EXERCISE AIM: Copy the listing from the line containing "Tag the bright" through the end, replacing "bright window" with "sunlit window" and leaving everything else unchanged.

(Data pulled from a collection)

>>>

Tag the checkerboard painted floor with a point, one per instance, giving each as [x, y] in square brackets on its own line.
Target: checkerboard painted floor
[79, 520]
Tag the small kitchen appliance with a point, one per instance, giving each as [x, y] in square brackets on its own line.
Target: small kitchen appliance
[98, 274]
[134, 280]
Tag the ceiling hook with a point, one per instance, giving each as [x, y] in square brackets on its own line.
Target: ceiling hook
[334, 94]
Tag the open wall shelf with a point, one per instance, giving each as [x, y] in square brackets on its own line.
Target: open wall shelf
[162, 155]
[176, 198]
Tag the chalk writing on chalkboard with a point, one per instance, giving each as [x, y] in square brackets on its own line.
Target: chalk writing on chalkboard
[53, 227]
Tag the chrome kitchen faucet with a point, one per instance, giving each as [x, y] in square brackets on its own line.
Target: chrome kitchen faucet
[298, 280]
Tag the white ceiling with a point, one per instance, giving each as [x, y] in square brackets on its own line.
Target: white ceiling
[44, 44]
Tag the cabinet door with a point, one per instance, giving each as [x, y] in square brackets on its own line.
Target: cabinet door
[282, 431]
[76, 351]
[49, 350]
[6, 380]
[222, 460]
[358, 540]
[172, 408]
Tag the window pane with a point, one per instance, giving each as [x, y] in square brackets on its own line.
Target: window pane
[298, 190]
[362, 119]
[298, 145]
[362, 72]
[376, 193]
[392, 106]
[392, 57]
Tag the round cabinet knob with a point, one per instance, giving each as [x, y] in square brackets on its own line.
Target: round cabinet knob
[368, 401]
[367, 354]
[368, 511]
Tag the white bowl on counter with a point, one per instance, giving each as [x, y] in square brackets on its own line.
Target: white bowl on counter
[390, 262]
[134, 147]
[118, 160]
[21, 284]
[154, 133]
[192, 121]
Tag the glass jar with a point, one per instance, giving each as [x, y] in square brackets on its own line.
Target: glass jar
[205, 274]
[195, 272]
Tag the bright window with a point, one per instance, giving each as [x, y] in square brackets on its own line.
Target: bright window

<<<

FINISHED TASK:
Tag the sunlit window with a point, one per instance, giving each as [x, y] in square brackets on its own line.
Target: sunlit window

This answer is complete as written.